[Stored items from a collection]
--- START ---

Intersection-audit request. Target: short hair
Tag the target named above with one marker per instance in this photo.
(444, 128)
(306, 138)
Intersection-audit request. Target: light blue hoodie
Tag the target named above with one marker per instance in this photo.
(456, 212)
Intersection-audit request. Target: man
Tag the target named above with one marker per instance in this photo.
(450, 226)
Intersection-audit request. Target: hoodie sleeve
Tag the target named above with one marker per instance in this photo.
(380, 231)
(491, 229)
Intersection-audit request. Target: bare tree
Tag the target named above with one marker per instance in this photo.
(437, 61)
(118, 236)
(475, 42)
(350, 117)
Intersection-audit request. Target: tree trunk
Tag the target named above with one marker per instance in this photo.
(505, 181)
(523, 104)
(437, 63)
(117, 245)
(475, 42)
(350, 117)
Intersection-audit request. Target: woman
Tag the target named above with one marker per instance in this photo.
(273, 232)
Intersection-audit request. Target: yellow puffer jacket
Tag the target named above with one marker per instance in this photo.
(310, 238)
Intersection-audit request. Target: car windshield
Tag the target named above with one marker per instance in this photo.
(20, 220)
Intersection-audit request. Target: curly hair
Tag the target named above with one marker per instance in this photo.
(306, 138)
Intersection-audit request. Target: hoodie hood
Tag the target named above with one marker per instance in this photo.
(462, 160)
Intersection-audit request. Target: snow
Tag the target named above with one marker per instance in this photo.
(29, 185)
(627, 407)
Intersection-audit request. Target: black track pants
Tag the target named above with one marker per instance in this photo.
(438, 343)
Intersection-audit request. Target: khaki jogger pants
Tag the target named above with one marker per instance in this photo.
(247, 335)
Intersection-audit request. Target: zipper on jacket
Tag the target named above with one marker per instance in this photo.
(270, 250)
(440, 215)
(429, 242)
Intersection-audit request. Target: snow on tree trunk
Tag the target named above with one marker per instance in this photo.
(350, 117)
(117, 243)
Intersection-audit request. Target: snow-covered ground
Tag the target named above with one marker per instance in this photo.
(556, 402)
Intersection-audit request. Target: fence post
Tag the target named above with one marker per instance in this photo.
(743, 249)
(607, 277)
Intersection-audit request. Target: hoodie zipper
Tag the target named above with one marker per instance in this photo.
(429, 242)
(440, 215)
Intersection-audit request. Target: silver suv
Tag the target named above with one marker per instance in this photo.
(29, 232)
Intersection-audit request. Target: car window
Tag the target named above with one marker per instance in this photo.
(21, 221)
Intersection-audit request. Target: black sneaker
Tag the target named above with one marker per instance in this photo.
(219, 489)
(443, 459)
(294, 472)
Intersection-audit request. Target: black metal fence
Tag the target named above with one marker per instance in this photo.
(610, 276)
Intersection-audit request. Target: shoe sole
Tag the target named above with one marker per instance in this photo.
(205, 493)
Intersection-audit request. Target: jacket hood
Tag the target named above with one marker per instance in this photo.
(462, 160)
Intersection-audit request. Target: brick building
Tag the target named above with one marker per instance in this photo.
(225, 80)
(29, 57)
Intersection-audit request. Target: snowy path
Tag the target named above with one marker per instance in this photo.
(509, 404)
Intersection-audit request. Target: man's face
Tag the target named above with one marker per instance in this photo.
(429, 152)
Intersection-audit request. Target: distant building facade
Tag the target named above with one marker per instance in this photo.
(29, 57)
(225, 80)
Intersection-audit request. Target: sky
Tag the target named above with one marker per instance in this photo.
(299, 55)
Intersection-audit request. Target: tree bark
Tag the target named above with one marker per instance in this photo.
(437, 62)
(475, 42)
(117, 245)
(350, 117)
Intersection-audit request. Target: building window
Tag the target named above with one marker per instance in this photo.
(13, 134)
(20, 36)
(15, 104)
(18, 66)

--- END ---

» Task details
Repeat the data in its entirety, word for word.

» Result for this exercise
Intersection-audit request. Target: short hair
Tag the target named above with one marker per instance in this photo.
(444, 128)
(306, 138)
Intersection-audit request. Target: light blue hoodie
Tag the target named above with one marker per instance in this photo.
(456, 212)
Intersection-audit request. Target: man
Tag the target named above with one marker per instance in this photo.
(450, 226)
Intersection-audit request. Target: hoodie sleeve
Tag the target named above with one marker per instance in this photo.
(380, 231)
(491, 229)
Intersection-audit request. Target: bare tree
Tag the target named above with one marker per instance in this photo.
(437, 61)
(118, 236)
(475, 42)
(350, 117)
Intersection-audit request. Target: tree trunk
Tag the target named above with one marker per instance in this photo.
(505, 181)
(523, 104)
(437, 63)
(117, 245)
(475, 42)
(350, 117)
Intersection-audit request. Target: woman
Tag the target named above with one marker per instance in this photo.
(273, 232)
Intersection-audit request. Target: yellow puffer jacket
Tag the target named above with one marker per instance in this photo.
(310, 238)
Intersection-audit request. Target: car windshield
Tag the target named above with one marker per instance in this photo.
(20, 220)
Intersection-audit request. Target: curly hair
Tag the target named above with one marker per instance in this photo.
(306, 138)
Intersection-audit request. Target: hoodie hood
Tag the target named above with one marker per instance in this photo.
(462, 160)
Intersection-audit request. Target: snow
Tag the target named above with one marker per instance in this photo.
(29, 185)
(627, 407)
Intersection-audit request. Target: black track pants
Tag the target named above with one marker per instance in this photo.
(438, 343)
Intersection-audit request. Target: khaki jogger pants
Tag the target named above with one marker per instance in this photo.
(247, 335)
Intersection-audit request. Target: zipper on jacket
Tag the target named above with one marker per instance in this photo.
(270, 250)
(440, 215)
(429, 242)
Intersection-audit request. Target: snow on tree trunk
Tag the target named above with one marker per instance in this photo.
(350, 117)
(117, 243)
Intersection-audit request. Target: snow-covered ground
Tag the target named above with one marker per instance in this photo.
(556, 402)
Intersection-audit request. Target: fence post
Tag the target named above with one marker per instance in this photo.
(743, 249)
(607, 277)
Intersection-audit request. Target: hoodie zipper
Tag the target named above with one marker per instance in this photo.
(429, 242)
(440, 215)
Intersection-audit request. Target: silver suv
Tag the target named above with one marker per instance in this photo.
(29, 232)
Intersection-audit request. Target: car window
Tag the target named above with one marker per instance in this photo.
(21, 221)
Intersection-audit request. Target: black sneaker
Tag the target named above with one marker per instance in this photo.
(219, 489)
(443, 459)
(294, 472)
Intersection-audit request. Target: black metal fence
Tag the target named above with one marker per instance in this photo.
(610, 276)
Intersection-audit request. Target: shoe sole
Tag the target named above with one marker per instance in this photo.
(205, 493)
Intersection-audit request. Target: jacket hood
Tag the target named above with one marker per instance in this photo.
(462, 160)
Intersection-audit request. Target: brick building
Tag the target named above with one marker per instance in this photo.
(225, 80)
(29, 57)
Intersection-audit request. Target: snowy path
Tag the target named above with one marker per instance in this photo.
(509, 404)
Intersection-audit request. Target: man's face
Tag the target named above with one marker per instance in this photo.
(429, 152)
Intersection-audit request. Target: distant building facade
Tag the target named above with one marker per instance in this photo.
(29, 57)
(225, 80)
Intersection-audit request. Target: sky
Tag the target named above with one marker per instance in this photo.
(299, 55)
Intersection-audit request. Target: tree bark
Tag the target named above with one marker per instance in this photo.
(437, 62)
(475, 42)
(117, 245)
(350, 117)
Intersection-audit request. Target: building window
Tag the target named above with one marker per instance in this photo.
(13, 134)
(20, 36)
(15, 104)
(18, 66)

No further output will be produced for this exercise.